**Excerpt to read**
Earth

New hope for fisheries to curb overfishing

A two-year international study shows that steps taken to curb overfishing are beginning to succeed in some fisheries of the world.

Fish stocks are starting to recover in five of the 10 large marine ecosystems scientists examined. Led by Boris Worm of Dalhousie University and Ray Hilborn of the University of Washington, the study included 19 scientists from around the globe. The team’s paper appeared in the July 31 issue of Science.

It’s good news for several regions in the U.S., Iceland and New Zealand. A National Science Foundation press release quotes Hilborn as saying, “These highly managed ecosystems are improving. Yet there is still a long way to go: of all fish stocks we examined, 63 percent remained below target and still needed to be rebuilt.”

The release also quoted Worm, who noted that scienitsts are still seeing a troubling trend of increasing stock collapse across all regions, but the new study “shows that our oceans are not a lost cause.”

The study had two goals: to examine current trends in fish abundance and exploitation rates (the proportion of fish taken out of the sea); and to identify which tools managers have applied in their efforts to rebuild depleted fish stocks.

**Required task A**
Count the lines in the records that follow containing the string "below", treating uppercase and lowercase as different. Reply with the number alone.

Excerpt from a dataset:

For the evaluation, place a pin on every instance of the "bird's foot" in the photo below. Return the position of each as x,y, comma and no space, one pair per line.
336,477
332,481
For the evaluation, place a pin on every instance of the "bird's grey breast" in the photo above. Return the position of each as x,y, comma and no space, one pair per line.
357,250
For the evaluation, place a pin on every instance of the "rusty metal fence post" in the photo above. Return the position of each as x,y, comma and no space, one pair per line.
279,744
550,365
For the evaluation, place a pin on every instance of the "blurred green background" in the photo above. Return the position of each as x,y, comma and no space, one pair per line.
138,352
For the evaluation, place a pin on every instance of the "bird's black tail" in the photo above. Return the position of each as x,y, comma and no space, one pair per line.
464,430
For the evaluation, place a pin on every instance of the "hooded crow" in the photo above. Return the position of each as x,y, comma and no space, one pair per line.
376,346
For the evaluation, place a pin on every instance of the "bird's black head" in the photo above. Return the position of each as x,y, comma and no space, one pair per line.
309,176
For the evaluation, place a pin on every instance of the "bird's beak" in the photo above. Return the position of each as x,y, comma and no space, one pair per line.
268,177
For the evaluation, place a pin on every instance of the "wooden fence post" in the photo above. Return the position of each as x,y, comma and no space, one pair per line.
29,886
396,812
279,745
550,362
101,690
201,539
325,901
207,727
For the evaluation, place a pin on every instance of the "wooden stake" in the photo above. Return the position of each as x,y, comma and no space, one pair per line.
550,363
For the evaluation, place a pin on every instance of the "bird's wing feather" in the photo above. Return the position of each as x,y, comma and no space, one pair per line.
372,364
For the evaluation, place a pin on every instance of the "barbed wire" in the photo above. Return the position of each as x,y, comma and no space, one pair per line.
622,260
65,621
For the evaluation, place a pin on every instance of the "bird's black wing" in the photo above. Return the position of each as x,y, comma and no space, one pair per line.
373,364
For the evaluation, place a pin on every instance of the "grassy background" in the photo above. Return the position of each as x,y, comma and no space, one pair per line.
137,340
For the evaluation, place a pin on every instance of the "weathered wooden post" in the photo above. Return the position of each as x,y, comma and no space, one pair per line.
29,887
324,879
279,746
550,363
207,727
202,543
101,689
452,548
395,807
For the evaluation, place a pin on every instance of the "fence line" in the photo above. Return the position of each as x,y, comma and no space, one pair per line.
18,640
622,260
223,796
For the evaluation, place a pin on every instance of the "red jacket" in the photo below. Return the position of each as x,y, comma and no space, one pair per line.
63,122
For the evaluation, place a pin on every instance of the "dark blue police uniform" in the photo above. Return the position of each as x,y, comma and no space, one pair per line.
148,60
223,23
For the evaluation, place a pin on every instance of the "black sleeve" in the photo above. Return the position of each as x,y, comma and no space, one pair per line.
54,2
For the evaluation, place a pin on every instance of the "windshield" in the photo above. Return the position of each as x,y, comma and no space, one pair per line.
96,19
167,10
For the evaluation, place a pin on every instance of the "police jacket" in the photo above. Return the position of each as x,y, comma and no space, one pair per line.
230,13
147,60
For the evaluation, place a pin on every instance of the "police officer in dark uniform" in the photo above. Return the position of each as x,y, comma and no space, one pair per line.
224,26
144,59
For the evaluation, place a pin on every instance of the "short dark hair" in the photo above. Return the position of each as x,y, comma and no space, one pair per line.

**Required task B**
Please output the passage of the fisheries article above from "It’s good news" up to and including "depleted fish stocks.", copied word for word.

**Correct answer A**
2

**Correct answer B**
It’s good news for several regions in the U.S., Iceland and New Zealand. A National Science Foundation press release quotes Hilborn as saying, “These highly managed ecosystems are improving. Yet there is still a long way to go: of all fish stocks we examined, 63 percent remained below target and still needed to be rebuilt.”

The release also quoted Worm, who noted that scienitsts are still seeing a troubling trend of increasing stock collapse across all regions, but the new study “shows that our oceans are not a lost cause.”

The study had two goals: to examine current trends in fish abundance and exploitation rates (the proportion of fish taken out of the sea); and to identify which tools managers have applied in their efforts to rebuild depleted fish stocks.